> What needs to be done: Quote the whole post about driving a friend's son home from school word for word.

──────── Passage to read ────────

This is longer than I thought but here goes.
Since September I’ve been bringing my friends son home from school. I have a child at the same school so am there at home time. The child’s house is a slight divert from mine but en route. The last couple of weeks I have started to get a bit fed up with friend and child. I’m not really sure how to approach it though.
In order for me to take this child home, I have to take a different route. It uses more of my fuel and I’m feeling the pinch of it. I have never been offered any fuel money. I tried to mention the financial strain in passing to friend but I couldn’t be sure if she missed my point or deliberately avoided it. Friend also rarely says thank you, and if she does it’s the kind of thank you that gives you the impression she’s trying to keep you sweet (IYSWIM). Sometimes I have to spend time in the day to check if I’m collecting this child as no one has told me if he’s coming with me this particular week or not. Sometimes it takes hours to get replies and it stresses me out. They’re probably assuming that I’ll just wait for him or he’ll decide on the day if he’s going with a friend or not. This bugs me very much and I feel used quite a lot.

──────── Entries provided ────────

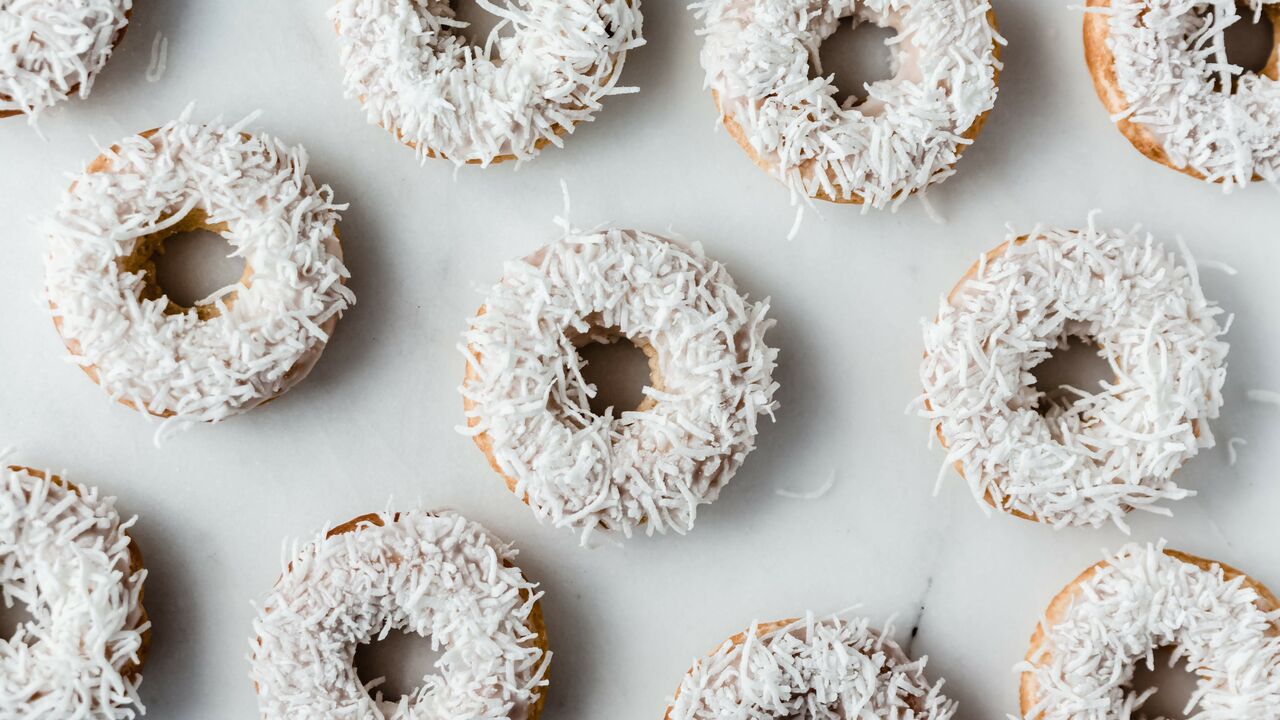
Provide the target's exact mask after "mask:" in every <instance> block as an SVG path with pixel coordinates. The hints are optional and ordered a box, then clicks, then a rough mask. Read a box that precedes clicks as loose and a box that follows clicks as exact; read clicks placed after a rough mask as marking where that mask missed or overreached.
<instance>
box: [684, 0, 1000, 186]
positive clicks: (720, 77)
mask: <svg viewBox="0 0 1280 720" xmlns="http://www.w3.org/2000/svg"><path fill="white" fill-rule="evenodd" d="M692 8H694V9H695V13H696V14H698V15H699V18H700V19H701V20H703V22H704V28H703V33H704V36H705V42H704V45H703V53H701V64H703V69H704V70H705V73H707V86H708V87H709V88H710V91H712V96H713V99H714V100H716V105H717V106H718V109H719V113H721V120H722V123H723V124H724V127H726V129H727V131H728V133H730V136H731V137H733V140H736V141H737V143H739V145H740V146H742V150H745V151H746V154H748V156H750V158H751V160H754V161H755V164H756V165H759V167H760V168H762V169H764V170H765V172H767V173H768V174H769V176H772V177H773V178H776V179H780V181H782V182H783V183H785V184H786V186H787V187H788V188H790V190H791V192H792V197H800V196H803V197H812V199H817V200H827V201H831V202H851V204H864V205H865V206H869V208H877V209H881V208H886V206H891V205H892V206H893V208H896V206H897V205H900V204H901V202H902V201H904V200H906V197H909V196H910V195H911V193H915V192H923V191H924V190H925V188H927V187H928V186H931V184H933V183H937V182H941V181H943V179H946V178H948V177H951V176H952V174H955V167H956V163H957V161H959V160H960V154H961V152H963V151H964V149H965V147H966V146H969V145H970V143H973V141H974V140H975V138H977V137H978V133H979V132H980V131H982V127H983V123H984V122H986V119H987V114H988V113H989V111H991V109H992V108H993V106H995V104H996V92H997V86H998V81H1000V70H1001V68H1002V64H1001V60H1000V46H1001V45H1002V44H1004V38H1002V37H1001V36H1000V33H998V32H997V29H996V17H995V13H993V12H992V9H991V5H989V4H988V3H987V0H845V1H840V3H831V1H827V0H699V1H698V3H694V5H692ZM846 19H850V20H852V22H854V23H855V24H859V23H864V22H870V23H874V24H878V26H882V27H888V28H892V29H895V31H897V33H899V35H897V38H896V40H895V41H893V42H892V49H893V55H892V65H893V69H895V77H893V78H890V79H886V81H879V82H874V83H870V85H868V86H867V92H868V100H867V101H865V102H863V104H859V105H854V104H851V101H845V104H841V102H840V101H837V99H836V97H837V94H838V92H840V91H838V88H837V87H836V85H835V83H833V82H832V81H833V76H827V77H815V78H810V72H812V70H813V72H815V73H817V74H819V76H820V74H822V68H820V67H819V65H820V64H819V63H818V47H819V46H820V45H822V44H823V41H826V40H827V38H828V37H829V36H831V35H833V33H835V32H836V29H837V28H838V27H840V24H841V22H844V20H846Z"/></svg>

────────

> Exercise result:
This is longer than I thought but here goes.
Since September I’ve been bringing my friends son home from school. I have a child at the same school so am there at home time. The child’s house is a slight divert from mine but en route. The last couple of weeks I have started to get a bit fed up with friend and child. I’m not really sure how to approach it though.
In order for me to take this child home, I have to take a different route. It uses more of my fuel and I’m feeling the pinch of it. I have never been offered any fuel money. I tried to mention the financial strain in passing to friend but I couldn’t be sure if she missed my point or deliberately avoided it. Friend also rarely says thank you, and if she does it’s the kind of thank you that gives you the impression she’s trying to keep you sweet (IYSWIM). Sometimes I have to spend time in the day to check if I’m collecting this child as no one has told me if he’s coming with me this particular week or not. Sometimes it takes hours to get replies and it stresses me out. They’re probably assuming that I’ll just wait for him or he’ll decide on the day if he’s going with a friend or not. This bugs me very much and I feel used quite a lot.